• Materials provided
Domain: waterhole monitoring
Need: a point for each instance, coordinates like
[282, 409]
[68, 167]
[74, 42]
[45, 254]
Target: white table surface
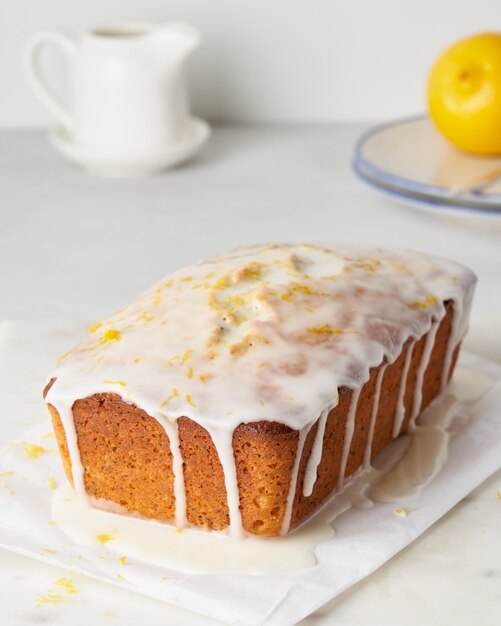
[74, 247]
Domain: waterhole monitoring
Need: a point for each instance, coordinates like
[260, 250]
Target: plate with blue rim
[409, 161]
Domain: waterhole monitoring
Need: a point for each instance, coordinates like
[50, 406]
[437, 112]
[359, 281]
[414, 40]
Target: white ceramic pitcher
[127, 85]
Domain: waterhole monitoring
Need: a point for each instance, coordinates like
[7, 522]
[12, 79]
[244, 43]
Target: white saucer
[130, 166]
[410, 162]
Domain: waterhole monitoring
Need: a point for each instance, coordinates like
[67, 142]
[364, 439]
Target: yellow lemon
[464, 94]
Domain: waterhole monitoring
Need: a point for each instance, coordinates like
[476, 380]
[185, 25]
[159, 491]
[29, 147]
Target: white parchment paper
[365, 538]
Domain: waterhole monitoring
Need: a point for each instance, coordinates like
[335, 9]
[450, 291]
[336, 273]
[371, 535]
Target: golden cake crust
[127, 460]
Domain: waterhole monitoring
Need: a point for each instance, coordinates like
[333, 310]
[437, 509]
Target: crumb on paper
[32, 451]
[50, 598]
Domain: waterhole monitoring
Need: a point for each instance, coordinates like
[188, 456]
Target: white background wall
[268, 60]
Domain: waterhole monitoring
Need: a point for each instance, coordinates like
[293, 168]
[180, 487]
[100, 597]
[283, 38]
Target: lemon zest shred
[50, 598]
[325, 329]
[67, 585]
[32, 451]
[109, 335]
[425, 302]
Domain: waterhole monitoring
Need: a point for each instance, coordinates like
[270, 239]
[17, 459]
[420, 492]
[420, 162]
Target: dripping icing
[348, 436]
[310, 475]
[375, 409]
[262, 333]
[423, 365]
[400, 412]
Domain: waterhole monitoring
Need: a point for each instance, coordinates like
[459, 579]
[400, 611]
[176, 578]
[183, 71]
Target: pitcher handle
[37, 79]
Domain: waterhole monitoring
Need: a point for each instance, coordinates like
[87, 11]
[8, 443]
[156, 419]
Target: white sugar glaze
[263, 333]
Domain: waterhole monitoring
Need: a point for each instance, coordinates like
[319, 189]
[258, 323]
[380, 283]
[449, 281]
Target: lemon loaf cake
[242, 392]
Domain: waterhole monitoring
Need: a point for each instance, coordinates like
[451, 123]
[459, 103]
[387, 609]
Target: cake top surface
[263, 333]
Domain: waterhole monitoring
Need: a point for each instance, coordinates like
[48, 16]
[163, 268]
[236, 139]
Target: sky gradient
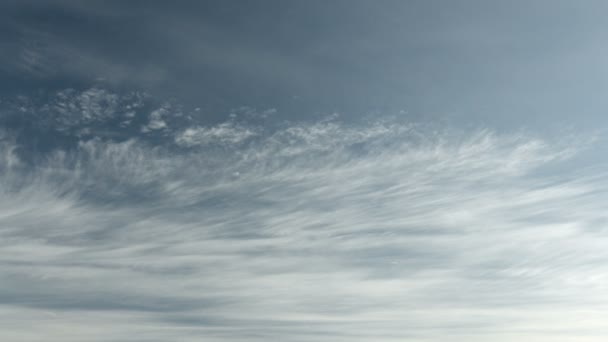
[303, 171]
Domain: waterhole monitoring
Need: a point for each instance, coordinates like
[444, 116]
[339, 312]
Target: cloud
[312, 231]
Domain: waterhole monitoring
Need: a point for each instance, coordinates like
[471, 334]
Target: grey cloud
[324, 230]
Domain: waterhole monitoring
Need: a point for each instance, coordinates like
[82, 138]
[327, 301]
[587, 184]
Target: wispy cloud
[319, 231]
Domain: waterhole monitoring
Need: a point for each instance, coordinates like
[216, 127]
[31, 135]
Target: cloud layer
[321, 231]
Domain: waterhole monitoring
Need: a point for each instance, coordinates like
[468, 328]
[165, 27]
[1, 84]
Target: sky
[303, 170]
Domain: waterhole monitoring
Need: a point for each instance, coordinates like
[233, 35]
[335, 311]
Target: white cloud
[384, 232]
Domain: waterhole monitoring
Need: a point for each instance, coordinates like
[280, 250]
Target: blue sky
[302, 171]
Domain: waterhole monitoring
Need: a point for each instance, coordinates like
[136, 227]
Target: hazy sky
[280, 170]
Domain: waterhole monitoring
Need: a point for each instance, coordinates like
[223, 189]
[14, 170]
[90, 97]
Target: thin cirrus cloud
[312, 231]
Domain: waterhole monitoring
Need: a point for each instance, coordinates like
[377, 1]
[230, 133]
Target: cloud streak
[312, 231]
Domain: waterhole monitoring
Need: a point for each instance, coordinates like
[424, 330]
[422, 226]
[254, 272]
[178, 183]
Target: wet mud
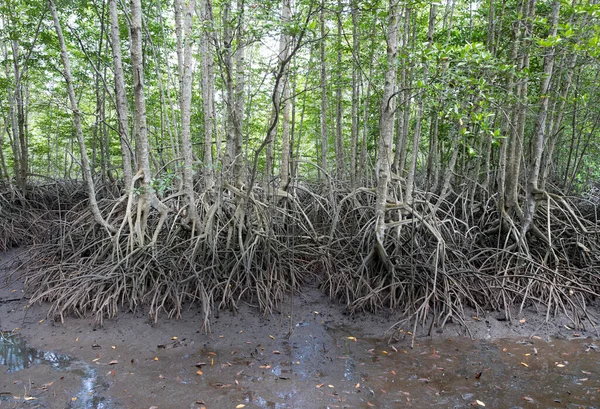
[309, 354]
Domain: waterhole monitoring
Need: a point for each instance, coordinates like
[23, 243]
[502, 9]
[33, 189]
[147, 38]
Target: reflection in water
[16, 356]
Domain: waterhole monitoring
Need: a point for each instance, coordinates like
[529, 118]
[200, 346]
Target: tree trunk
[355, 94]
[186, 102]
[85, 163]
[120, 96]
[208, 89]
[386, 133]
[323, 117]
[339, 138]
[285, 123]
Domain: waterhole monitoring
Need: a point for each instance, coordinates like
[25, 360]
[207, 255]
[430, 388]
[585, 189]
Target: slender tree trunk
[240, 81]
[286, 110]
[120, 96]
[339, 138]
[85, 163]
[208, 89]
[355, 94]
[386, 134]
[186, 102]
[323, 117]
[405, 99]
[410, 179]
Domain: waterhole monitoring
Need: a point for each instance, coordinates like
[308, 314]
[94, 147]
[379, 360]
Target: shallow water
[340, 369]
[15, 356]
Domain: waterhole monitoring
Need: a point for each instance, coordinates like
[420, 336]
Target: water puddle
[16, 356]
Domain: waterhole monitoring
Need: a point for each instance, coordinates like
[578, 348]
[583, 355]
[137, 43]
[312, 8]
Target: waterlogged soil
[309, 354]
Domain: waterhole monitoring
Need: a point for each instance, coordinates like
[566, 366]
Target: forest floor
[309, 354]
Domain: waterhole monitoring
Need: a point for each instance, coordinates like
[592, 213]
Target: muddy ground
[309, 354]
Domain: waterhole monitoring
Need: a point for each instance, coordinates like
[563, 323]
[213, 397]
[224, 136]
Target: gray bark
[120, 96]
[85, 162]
==
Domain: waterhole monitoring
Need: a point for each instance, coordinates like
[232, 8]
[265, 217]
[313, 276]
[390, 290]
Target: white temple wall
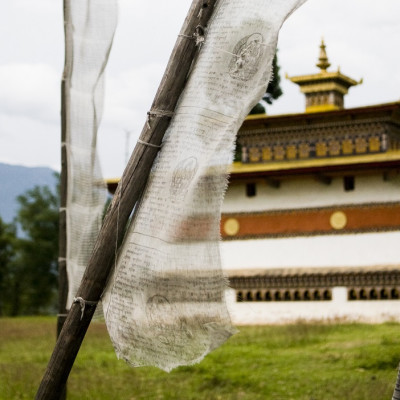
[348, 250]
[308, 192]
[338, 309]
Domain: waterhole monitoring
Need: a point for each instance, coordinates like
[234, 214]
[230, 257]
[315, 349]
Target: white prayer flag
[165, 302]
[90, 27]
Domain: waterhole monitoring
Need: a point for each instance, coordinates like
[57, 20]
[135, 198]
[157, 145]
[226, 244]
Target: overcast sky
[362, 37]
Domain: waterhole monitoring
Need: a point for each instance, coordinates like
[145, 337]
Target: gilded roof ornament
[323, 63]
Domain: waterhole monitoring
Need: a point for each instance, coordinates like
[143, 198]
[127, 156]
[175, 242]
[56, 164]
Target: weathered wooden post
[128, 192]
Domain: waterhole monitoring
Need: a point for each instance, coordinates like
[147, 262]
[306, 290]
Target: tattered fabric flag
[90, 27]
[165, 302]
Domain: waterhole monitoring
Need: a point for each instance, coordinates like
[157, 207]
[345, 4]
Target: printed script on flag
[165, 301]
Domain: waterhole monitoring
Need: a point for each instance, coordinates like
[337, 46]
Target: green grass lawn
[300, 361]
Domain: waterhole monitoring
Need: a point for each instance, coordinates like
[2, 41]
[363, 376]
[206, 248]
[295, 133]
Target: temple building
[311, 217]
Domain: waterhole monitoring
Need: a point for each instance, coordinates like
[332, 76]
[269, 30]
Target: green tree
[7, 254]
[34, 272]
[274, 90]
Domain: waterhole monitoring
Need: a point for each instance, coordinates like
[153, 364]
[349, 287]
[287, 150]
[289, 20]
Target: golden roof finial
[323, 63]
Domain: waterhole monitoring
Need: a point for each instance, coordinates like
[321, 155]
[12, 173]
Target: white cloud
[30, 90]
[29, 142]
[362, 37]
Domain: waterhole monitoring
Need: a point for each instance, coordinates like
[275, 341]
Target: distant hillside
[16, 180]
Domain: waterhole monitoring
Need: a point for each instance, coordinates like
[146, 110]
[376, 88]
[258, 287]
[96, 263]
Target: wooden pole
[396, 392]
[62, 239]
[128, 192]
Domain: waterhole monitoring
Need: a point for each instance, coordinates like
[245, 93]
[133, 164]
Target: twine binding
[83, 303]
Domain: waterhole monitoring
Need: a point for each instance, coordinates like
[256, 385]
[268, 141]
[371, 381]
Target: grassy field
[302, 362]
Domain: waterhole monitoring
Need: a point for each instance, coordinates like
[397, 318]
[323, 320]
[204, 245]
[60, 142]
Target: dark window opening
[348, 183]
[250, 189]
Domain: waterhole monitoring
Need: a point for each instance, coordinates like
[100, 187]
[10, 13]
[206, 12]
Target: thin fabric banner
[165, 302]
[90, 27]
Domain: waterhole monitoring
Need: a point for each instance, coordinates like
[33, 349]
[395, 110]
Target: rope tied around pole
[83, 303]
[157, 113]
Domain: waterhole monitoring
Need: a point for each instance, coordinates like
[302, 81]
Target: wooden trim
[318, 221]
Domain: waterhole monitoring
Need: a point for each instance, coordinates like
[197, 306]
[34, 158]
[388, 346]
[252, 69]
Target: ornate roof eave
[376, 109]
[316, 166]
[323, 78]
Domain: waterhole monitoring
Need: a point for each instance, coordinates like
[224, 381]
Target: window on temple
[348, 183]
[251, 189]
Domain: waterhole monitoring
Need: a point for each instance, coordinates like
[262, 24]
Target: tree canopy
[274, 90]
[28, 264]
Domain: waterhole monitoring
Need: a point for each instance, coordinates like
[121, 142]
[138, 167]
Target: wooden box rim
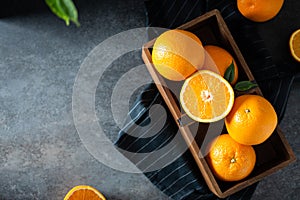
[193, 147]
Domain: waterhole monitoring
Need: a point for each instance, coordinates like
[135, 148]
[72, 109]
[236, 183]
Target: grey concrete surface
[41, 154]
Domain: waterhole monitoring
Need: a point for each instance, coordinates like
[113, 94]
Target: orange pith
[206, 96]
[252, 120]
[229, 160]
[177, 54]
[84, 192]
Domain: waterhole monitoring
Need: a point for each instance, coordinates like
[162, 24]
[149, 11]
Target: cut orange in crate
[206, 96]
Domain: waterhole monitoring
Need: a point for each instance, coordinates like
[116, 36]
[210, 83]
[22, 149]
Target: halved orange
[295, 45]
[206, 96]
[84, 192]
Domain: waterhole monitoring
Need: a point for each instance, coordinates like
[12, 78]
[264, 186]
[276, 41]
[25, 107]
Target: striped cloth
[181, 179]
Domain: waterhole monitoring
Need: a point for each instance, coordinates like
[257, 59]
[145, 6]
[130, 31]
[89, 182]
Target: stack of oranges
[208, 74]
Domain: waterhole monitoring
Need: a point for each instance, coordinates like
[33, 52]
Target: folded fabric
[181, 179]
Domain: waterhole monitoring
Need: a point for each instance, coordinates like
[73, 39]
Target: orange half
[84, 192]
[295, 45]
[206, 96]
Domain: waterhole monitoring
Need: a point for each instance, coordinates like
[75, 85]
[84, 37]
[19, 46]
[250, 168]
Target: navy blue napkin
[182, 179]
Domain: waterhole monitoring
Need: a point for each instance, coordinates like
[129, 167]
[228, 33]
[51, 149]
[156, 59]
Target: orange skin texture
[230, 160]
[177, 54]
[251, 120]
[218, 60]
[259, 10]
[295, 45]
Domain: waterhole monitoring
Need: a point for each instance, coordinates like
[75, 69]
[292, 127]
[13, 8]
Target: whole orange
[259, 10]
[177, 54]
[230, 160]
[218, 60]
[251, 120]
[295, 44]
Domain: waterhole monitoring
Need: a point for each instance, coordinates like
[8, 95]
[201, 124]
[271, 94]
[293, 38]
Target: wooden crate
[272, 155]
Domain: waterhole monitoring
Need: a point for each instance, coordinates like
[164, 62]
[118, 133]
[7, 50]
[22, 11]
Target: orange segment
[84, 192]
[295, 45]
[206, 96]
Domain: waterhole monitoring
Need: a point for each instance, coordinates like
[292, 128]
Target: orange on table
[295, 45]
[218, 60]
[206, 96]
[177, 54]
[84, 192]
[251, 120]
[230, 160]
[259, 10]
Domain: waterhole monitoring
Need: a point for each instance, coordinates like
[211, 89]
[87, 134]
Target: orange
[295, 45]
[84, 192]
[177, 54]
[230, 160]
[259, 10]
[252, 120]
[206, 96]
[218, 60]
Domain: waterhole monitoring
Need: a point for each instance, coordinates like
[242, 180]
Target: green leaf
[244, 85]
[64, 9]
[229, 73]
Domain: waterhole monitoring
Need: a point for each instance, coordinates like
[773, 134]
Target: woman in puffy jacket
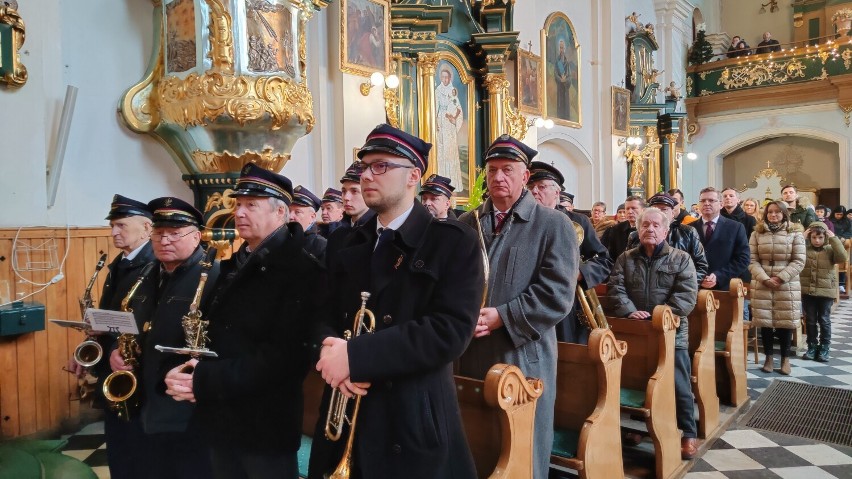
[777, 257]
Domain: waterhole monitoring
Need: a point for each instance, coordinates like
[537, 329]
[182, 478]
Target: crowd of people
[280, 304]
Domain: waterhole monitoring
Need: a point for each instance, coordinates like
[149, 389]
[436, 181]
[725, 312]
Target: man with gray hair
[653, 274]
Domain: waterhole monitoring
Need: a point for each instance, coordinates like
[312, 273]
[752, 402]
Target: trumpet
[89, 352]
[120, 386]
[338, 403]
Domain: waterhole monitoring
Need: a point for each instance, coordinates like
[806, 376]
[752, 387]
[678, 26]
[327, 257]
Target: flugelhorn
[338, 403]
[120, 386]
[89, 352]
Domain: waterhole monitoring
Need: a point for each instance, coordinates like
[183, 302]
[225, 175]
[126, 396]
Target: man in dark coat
--
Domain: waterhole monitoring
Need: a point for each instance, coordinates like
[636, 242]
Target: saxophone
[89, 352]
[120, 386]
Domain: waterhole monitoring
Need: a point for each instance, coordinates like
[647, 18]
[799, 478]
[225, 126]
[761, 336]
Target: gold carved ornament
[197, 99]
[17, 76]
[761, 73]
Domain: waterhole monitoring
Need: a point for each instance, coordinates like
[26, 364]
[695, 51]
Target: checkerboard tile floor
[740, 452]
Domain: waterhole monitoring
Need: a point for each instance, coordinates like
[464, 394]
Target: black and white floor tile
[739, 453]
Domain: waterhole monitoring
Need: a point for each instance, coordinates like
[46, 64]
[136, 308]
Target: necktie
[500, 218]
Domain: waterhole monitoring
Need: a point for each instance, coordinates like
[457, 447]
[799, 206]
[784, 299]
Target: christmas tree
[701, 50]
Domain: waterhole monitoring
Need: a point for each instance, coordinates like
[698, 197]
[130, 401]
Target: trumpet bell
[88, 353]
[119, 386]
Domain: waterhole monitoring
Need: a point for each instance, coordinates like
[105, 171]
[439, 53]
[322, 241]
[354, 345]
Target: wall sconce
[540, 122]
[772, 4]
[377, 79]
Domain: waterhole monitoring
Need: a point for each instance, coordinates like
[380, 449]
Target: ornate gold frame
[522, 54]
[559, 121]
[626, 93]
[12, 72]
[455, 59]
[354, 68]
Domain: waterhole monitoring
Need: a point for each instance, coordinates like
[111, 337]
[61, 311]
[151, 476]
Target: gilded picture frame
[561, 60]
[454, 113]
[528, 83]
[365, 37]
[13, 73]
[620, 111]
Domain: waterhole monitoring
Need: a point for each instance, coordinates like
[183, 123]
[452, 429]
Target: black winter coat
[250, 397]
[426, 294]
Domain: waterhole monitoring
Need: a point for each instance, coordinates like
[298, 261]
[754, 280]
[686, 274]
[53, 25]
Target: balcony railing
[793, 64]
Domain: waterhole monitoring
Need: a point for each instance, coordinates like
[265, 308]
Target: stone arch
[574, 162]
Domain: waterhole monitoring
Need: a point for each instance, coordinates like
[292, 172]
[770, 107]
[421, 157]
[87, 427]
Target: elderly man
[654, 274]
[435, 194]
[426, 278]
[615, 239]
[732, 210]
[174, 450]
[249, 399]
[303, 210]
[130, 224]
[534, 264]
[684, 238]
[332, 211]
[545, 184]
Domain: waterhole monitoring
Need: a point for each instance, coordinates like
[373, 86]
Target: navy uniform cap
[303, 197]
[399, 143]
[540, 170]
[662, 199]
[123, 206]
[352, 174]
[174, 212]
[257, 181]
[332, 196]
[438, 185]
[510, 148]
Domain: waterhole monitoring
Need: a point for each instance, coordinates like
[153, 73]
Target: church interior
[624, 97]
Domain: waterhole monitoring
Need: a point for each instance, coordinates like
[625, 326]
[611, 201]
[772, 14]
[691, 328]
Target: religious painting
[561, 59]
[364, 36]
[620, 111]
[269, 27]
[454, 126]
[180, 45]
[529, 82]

• Task requirements
Return every line of the material above that contains the string "temple".

• The completed task
Target: white temple wall
Target: temple building
Target: window on temple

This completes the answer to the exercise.